Monday, August 8, 2011

Unemployment.

So the other day when some of my regulars came in, I asked my manager if I could give them a piece of cheesecake and he said "Put it on the check". He was behind the bar and he mumbled and I thought he said "Don't put it on the check". Later on when I was about to leave he told me to wait and that he needed to talk to me. He asked me why I didn't charge for the cheesecake and I told him he told me not to put it on the check. Then he pulled up two more of my checks and gave me shit for forgetting to charge for seltzer and coffee on another check. He also brought up that I gave a friend a brownie one time that was broken in half and we weren't gonna serve anyway. He told me he considered this all to be stealing and that he has to "let me go". I worked at this shit hole for a year, and over the course of that year, my dirtbag manager asked me to find him coke several times, he scheduled me for every single holiday, when I asked for more hours, he gave me less, and one time we got drunk and he told me that he was impressed by my resume, but not by my actual work. Another time when we were drunk again he told me he was not gonna hire me at first because I'm gay and he hates having gay guys work for him. This son of a bitch had it out for me.
Whatever, I'm over it. Fuck Cooper Street. haha

Youtube Video of the Moment:

http://youtu.be/C1pSf7gRki8

Wednesday, August 3, 2011

I've done so little lately and it makes me feel so lazy. In my defense, I have been sick for the past 4 days almost, and I'm just beginning to feel normal again. I guess, taking it easy for a bit never hurt anyone especially considering towards the beginning of the summer I did quite a bit of walking and worked my ass off. I deserve some down time for me.
Today was incredibly un-eventful I woke up early for no reason, watched some Maury and then I watched the movie Kinsey, and now I'm watching the Amityville Horror. I think everyone needs a little time to themselves now and then to do nothing and be a little lazy.

• Given problem a:
Reproduce the blog post in full, word for word.
The blog post has no connection to the records.

• Available records:
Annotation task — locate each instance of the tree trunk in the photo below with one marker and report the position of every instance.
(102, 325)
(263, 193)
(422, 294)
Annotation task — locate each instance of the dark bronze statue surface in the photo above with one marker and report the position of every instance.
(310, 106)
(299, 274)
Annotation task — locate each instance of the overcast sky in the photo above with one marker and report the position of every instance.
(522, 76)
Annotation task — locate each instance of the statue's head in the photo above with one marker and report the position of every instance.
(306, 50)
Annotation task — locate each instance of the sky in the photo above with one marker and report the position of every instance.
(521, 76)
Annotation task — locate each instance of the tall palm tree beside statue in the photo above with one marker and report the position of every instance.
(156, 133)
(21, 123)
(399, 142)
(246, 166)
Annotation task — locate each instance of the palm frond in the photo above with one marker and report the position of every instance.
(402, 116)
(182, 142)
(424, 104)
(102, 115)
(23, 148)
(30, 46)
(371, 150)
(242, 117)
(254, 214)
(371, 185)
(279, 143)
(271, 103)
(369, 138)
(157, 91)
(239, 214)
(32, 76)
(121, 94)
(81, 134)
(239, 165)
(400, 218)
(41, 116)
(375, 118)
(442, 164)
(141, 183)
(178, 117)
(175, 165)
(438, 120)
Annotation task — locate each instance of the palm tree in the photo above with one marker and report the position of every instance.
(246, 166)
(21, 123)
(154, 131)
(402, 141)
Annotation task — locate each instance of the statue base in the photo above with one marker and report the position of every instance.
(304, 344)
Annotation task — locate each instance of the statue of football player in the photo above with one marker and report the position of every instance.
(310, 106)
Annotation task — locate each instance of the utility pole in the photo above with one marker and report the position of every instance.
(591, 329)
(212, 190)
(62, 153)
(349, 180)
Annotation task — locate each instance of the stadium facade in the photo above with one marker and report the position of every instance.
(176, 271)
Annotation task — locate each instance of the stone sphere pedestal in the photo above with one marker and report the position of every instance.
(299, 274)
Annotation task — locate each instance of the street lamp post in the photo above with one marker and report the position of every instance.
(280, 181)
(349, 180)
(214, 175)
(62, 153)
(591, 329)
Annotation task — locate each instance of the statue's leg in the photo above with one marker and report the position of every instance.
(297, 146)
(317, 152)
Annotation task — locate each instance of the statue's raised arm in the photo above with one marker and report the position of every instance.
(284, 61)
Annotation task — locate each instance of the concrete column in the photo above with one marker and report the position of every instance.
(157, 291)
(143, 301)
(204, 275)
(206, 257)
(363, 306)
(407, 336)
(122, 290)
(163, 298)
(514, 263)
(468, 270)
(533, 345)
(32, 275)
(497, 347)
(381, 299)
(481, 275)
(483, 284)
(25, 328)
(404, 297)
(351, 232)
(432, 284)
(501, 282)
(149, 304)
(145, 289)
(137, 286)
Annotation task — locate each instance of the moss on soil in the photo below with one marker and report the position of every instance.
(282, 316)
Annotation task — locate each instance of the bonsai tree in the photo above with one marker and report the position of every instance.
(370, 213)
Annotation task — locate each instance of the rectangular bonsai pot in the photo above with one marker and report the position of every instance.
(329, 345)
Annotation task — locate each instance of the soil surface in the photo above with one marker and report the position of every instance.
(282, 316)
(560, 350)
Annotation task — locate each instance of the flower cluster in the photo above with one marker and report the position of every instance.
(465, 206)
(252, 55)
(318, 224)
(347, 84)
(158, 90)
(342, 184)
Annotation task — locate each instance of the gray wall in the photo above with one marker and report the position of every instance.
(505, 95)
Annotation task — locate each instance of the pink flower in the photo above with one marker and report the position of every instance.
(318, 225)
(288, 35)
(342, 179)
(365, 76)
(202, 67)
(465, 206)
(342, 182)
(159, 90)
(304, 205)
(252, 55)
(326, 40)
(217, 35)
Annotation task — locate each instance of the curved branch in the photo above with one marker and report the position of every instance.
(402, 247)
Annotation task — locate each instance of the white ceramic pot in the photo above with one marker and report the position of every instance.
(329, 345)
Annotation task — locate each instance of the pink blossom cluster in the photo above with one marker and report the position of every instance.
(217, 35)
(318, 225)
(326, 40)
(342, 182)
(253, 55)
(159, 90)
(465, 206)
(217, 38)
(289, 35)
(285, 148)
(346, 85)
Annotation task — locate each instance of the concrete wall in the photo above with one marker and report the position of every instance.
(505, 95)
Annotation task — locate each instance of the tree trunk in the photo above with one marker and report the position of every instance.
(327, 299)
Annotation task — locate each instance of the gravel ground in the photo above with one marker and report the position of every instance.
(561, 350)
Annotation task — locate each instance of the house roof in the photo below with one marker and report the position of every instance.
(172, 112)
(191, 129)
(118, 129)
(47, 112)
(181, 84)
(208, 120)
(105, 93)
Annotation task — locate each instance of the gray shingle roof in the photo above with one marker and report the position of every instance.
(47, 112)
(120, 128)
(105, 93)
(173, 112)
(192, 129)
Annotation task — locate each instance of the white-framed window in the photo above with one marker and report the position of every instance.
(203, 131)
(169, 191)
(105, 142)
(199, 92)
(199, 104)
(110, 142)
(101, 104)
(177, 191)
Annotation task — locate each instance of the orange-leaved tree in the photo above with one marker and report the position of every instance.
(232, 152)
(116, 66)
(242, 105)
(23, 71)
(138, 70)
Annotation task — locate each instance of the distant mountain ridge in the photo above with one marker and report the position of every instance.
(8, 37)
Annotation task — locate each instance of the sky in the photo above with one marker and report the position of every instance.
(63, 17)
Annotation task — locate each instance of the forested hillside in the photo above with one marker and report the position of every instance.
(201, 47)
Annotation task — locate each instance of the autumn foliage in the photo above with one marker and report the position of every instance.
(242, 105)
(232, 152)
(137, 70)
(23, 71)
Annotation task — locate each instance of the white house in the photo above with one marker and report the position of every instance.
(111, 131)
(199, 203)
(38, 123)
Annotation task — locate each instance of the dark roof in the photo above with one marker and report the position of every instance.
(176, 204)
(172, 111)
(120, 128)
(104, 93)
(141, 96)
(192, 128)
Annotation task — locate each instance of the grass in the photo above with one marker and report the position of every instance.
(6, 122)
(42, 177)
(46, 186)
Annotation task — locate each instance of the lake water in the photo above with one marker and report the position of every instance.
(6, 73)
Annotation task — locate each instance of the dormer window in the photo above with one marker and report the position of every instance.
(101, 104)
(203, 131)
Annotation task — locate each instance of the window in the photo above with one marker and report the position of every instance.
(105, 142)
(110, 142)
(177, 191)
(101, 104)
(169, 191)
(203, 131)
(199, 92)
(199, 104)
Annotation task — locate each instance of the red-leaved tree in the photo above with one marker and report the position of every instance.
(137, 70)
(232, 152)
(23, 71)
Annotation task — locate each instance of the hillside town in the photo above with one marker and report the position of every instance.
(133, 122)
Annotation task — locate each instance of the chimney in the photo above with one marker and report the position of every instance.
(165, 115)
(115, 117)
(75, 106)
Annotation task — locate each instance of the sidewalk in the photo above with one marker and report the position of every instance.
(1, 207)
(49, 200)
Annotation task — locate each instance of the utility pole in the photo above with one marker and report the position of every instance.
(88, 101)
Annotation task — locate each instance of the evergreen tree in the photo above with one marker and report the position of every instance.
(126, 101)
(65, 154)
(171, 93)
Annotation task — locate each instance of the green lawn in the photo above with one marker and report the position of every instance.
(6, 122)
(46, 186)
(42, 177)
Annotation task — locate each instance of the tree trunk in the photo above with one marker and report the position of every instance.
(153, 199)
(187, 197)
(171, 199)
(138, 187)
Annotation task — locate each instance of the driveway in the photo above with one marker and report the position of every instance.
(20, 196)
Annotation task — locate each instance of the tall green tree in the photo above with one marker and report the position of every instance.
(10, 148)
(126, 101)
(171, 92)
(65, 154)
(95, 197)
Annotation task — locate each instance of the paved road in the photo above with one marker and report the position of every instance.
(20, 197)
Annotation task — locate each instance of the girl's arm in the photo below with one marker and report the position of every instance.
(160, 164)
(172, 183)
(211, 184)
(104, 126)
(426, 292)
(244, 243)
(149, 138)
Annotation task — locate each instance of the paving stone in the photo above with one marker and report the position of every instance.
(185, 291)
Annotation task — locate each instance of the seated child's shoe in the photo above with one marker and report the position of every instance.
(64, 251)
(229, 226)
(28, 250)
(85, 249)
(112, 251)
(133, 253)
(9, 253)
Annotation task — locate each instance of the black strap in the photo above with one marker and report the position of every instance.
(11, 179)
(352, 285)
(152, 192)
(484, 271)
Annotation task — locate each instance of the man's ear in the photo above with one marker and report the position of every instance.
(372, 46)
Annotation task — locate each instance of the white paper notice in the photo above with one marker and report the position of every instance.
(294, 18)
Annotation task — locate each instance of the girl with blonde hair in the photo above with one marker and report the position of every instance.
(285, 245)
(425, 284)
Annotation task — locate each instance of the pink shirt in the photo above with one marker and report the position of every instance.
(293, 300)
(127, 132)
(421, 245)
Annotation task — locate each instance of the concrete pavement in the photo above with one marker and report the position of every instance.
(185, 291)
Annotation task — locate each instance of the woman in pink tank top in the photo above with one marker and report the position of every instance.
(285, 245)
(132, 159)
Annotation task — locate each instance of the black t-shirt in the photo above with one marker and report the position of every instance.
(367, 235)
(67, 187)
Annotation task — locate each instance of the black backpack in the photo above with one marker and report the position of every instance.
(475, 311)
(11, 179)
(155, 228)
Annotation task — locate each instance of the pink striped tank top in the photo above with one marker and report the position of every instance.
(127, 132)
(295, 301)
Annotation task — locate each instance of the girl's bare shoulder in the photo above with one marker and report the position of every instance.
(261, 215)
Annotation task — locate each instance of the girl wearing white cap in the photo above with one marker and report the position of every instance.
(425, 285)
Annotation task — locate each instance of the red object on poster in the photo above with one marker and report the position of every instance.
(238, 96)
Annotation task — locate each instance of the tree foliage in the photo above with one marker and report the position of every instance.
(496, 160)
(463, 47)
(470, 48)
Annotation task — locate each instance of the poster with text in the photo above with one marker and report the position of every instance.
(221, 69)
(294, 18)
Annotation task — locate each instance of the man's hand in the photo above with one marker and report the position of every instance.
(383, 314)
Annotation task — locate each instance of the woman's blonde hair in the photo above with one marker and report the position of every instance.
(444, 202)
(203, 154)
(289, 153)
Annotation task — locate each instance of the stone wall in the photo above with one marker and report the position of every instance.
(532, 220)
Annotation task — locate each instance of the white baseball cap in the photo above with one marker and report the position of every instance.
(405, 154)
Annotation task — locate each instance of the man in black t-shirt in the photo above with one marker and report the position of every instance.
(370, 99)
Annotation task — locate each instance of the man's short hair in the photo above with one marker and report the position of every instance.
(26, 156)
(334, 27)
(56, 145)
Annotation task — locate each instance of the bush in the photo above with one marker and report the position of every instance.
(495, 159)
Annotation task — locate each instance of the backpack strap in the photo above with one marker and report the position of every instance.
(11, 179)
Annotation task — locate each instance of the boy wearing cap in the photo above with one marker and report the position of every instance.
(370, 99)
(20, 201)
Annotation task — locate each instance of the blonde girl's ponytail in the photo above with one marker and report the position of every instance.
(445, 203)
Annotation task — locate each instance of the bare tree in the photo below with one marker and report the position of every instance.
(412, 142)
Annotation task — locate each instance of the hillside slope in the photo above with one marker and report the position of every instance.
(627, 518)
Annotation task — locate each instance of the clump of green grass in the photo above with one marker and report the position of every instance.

• Given problem b:
Count the lines of the records that contain the string "strap", matching case, and give only the number.

• Problem solution a:
Monday, August 8, 2011

Unemployment.

So the other day when some of my regulars came in, I asked my manager if I could give them a piece of cheesecake and he said "Put it on the check". He was behind the bar and he mumbled and I thought he said "Don't put it on the check". Later on when I was about to leave he told me to wait and that he needed to talk to me. He asked me why I didn't charge for the cheesecake and I told him he told me not to put it on the check. Then he pulled up two more of my checks and gave me shit for forgetting to charge for seltzer and coffee on another check. He also brought up that I gave a friend a brownie one time that was broken in half and we weren't gonna serve anyway. He told me he considered this all to be stealing and that he has to "let me go". I worked at this shit hole for a year, and over the course of that year, my dirtbag manager asked me to find him coke several times, he scheduled me for every single holiday, when I asked for more hours, he gave me less, and one time we got drunk and he told me that he was impressed by my resume, but not by my actual work. Another time when we were drunk again he told me he was not gonna hire me at first because I'm gay and he hates having gay guys work for him. This son of a bitch had it out for me.
Whatever, I'm over it. Fuck Cooper Street. haha

Youtube Video of the Moment:

http://youtu.be/C1pSf7gRki8

Wednesday, August 3, 2011

I've done so little lately and it makes me feel so lazy. In my defense, I have been sick for the past 4 days almost, and I'm just beginning to feel normal again. I guess, taking it easy for a bit never hurt anyone especially considering towards the beginning of the summer I did quite a bit of walking and worked my ass off. I deserve some down time for me.
Today was incredibly un-eventful I woke up early for no reason, watched some Maury and then I watched the movie Kinsey, and now I'm watching the Amityville Horror. I think everyone needs a little time to themselves now and then to do nothing and be a little lazy.

• Problem solution b:
2